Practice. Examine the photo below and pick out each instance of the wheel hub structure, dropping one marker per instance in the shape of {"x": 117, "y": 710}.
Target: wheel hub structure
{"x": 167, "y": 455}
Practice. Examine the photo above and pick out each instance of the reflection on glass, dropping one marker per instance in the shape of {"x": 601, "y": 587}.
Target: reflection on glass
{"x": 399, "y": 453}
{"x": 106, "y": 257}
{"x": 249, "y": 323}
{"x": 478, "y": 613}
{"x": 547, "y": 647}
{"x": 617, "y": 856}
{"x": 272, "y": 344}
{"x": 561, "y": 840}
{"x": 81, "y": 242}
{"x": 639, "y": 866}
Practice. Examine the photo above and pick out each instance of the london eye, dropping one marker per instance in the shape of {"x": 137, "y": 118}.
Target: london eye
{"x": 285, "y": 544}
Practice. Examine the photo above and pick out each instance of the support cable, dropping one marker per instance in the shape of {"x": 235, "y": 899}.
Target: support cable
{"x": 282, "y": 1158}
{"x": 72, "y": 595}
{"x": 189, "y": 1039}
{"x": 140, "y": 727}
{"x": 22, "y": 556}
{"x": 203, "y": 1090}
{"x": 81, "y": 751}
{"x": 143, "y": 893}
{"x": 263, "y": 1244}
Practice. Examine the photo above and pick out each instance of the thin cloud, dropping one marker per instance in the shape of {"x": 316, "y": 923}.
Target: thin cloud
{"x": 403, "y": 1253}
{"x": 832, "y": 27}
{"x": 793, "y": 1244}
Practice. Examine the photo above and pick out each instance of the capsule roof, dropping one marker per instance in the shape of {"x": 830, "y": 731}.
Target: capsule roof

- - - -

> _What to do_
Transcribe all the entries, keeping each one exactly as it is.

> _Your response_
Practice. Examine the photo below and pick out each instance of the wheel hub structure, dropping one marker per instance in the shape of {"x": 117, "y": 710}.
Target: wheel hub structure
{"x": 167, "y": 455}
Practice. Examine the photo above and pick out each instance of the reflection on glass, dropping one marker per instance in the shape of {"x": 601, "y": 587}.
Target: reflection on glass
{"x": 399, "y": 453}
{"x": 106, "y": 257}
{"x": 249, "y": 323}
{"x": 478, "y": 613}
{"x": 547, "y": 647}
{"x": 617, "y": 856}
{"x": 272, "y": 344}
{"x": 561, "y": 840}
{"x": 81, "y": 242}
{"x": 639, "y": 866}
Practice. Examine the photo above and pick out each instance of the london eye, dropping one marker per instance in the shape of {"x": 137, "y": 118}.
Target: london eye
{"x": 285, "y": 544}
Practice. Examine the photo above and pick out each instance of the support cable, dropping one marker per instance in the shape of {"x": 235, "y": 899}.
Target: support cable
{"x": 282, "y": 1158}
{"x": 72, "y": 595}
{"x": 189, "y": 1039}
{"x": 140, "y": 727}
{"x": 22, "y": 556}
{"x": 203, "y": 1090}
{"x": 81, "y": 751}
{"x": 143, "y": 893}
{"x": 263, "y": 1244}
Practice. Examine the photo above and pick out each instance of the thin cloud, dropping one marker per instance in the shape of {"x": 316, "y": 923}.
Target: thin cloud
{"x": 403, "y": 1253}
{"x": 832, "y": 27}
{"x": 793, "y": 1244}
Practice. Examine the photo above and pick out each instance of the capsule roof, dropping one marker per instance in the shape of {"x": 830, "y": 731}.
Target: capsule roof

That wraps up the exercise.